■ AIM: State how many lines of the material below contain the string "dark", with letter case taken into account. Give only the number.

---------------

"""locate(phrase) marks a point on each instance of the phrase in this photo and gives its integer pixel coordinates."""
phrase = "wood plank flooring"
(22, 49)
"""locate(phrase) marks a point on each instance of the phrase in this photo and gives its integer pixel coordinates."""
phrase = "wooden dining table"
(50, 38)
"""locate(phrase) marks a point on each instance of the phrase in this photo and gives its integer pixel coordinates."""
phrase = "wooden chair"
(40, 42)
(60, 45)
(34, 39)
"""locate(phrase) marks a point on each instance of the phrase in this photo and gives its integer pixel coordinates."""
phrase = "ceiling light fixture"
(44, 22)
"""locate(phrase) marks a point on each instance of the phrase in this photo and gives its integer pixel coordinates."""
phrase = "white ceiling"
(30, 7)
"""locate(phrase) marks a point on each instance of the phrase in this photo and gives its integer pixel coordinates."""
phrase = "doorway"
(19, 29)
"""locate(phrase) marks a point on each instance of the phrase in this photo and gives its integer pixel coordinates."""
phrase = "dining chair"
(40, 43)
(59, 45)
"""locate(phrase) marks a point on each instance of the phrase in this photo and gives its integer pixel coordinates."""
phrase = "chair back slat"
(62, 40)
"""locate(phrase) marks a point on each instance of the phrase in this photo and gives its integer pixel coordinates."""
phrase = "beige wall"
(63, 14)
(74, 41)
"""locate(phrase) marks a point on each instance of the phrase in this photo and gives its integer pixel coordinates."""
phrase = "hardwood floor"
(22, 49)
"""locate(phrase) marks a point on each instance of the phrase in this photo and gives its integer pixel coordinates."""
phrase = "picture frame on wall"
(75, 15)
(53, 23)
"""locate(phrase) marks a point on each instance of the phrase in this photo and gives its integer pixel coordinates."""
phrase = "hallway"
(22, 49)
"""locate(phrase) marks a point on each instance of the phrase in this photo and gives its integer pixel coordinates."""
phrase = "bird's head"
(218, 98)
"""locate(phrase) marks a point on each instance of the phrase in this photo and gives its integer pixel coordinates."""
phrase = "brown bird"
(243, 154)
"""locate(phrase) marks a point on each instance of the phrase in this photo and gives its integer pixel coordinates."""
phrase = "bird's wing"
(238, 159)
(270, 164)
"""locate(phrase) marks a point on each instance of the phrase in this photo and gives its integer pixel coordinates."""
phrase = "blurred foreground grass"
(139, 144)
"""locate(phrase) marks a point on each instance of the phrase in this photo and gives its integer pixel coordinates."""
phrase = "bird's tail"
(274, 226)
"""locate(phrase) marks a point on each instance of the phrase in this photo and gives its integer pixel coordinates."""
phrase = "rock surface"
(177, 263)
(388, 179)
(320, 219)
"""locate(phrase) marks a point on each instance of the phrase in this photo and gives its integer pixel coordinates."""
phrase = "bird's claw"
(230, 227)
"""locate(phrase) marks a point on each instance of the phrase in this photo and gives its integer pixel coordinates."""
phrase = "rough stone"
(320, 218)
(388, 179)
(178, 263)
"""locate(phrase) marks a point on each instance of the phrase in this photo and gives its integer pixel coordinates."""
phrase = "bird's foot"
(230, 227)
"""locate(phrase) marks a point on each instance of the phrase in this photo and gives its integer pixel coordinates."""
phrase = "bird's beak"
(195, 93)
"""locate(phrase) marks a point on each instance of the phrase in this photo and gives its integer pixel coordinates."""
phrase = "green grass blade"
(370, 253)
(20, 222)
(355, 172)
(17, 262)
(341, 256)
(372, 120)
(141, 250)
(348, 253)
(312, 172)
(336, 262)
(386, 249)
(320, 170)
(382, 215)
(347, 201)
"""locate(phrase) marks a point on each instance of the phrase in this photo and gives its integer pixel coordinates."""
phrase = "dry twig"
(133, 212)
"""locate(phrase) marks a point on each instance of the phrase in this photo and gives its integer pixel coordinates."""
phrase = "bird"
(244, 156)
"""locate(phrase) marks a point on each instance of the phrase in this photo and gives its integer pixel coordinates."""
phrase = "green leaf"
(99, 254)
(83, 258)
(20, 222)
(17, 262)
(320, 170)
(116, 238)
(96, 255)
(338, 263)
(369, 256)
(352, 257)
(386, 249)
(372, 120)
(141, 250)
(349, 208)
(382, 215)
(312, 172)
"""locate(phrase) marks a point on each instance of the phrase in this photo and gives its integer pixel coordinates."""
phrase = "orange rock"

---------------

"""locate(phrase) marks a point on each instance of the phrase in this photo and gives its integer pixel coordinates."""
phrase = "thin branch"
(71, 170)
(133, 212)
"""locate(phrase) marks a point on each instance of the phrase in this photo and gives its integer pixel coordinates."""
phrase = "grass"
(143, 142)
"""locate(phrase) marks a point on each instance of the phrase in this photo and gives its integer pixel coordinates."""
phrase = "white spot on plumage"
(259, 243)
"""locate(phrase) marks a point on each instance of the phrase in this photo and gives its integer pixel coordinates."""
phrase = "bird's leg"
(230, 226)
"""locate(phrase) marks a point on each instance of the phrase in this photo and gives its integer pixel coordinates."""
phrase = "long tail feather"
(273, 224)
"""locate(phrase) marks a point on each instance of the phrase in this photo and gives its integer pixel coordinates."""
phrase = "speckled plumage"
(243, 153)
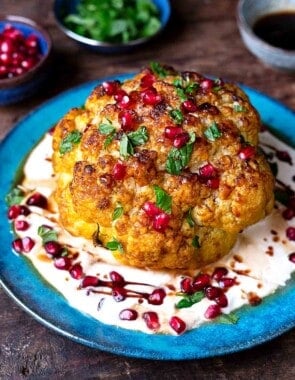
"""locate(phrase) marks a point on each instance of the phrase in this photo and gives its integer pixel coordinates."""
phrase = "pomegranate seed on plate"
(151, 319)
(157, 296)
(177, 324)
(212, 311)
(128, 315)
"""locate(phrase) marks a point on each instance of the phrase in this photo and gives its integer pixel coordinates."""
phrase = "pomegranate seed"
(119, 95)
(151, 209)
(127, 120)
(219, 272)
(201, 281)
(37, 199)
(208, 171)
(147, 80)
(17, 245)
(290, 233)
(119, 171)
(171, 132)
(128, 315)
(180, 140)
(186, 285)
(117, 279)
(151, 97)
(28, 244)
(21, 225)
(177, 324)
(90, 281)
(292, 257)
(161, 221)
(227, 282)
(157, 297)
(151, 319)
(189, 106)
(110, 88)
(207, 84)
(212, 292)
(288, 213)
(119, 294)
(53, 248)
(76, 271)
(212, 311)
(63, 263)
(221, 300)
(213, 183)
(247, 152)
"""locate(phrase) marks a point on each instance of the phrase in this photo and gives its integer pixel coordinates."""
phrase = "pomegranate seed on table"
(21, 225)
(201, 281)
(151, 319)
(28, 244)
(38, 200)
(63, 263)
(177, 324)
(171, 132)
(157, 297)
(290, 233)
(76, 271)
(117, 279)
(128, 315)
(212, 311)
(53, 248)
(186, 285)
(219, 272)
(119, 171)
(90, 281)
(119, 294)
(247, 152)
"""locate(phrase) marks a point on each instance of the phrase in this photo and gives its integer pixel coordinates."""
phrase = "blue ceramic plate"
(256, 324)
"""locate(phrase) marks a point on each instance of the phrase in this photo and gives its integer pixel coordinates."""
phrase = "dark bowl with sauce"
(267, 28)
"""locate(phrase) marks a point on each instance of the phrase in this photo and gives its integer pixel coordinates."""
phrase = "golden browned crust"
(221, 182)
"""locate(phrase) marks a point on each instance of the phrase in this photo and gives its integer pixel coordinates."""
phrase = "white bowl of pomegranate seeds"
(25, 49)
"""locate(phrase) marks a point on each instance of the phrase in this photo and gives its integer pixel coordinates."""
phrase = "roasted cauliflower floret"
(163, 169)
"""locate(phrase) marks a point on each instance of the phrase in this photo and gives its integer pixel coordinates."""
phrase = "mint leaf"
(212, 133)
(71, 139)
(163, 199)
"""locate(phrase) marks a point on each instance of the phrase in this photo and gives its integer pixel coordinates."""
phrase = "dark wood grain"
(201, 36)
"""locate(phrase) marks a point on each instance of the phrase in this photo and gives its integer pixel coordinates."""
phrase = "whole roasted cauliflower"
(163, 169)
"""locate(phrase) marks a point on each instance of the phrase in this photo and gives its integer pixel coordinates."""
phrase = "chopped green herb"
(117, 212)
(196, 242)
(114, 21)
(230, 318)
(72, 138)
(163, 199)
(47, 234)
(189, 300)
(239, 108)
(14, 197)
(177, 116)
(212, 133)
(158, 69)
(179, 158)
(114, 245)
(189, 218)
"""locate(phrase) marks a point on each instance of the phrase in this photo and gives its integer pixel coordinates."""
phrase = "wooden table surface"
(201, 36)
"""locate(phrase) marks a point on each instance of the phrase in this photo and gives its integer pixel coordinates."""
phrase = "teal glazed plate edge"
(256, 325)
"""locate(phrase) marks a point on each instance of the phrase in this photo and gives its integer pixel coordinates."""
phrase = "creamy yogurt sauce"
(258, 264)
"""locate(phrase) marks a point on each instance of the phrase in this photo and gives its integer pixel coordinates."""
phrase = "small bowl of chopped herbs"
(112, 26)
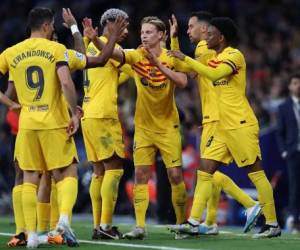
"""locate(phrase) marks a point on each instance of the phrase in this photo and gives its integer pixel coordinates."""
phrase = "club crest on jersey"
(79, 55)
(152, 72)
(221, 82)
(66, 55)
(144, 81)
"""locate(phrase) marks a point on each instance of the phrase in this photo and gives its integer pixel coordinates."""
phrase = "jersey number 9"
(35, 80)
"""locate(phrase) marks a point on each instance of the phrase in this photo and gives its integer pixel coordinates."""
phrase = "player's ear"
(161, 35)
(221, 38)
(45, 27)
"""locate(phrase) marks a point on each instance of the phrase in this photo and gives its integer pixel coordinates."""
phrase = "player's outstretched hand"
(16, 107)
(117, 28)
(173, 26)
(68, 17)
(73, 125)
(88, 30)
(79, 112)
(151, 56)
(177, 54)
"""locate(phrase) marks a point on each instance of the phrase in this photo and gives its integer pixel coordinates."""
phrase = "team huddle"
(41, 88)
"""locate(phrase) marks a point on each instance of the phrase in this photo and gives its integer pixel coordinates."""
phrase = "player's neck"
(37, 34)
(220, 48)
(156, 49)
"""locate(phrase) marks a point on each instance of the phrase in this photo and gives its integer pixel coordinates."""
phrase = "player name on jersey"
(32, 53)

---------------

■ ANSWER BELOW: 2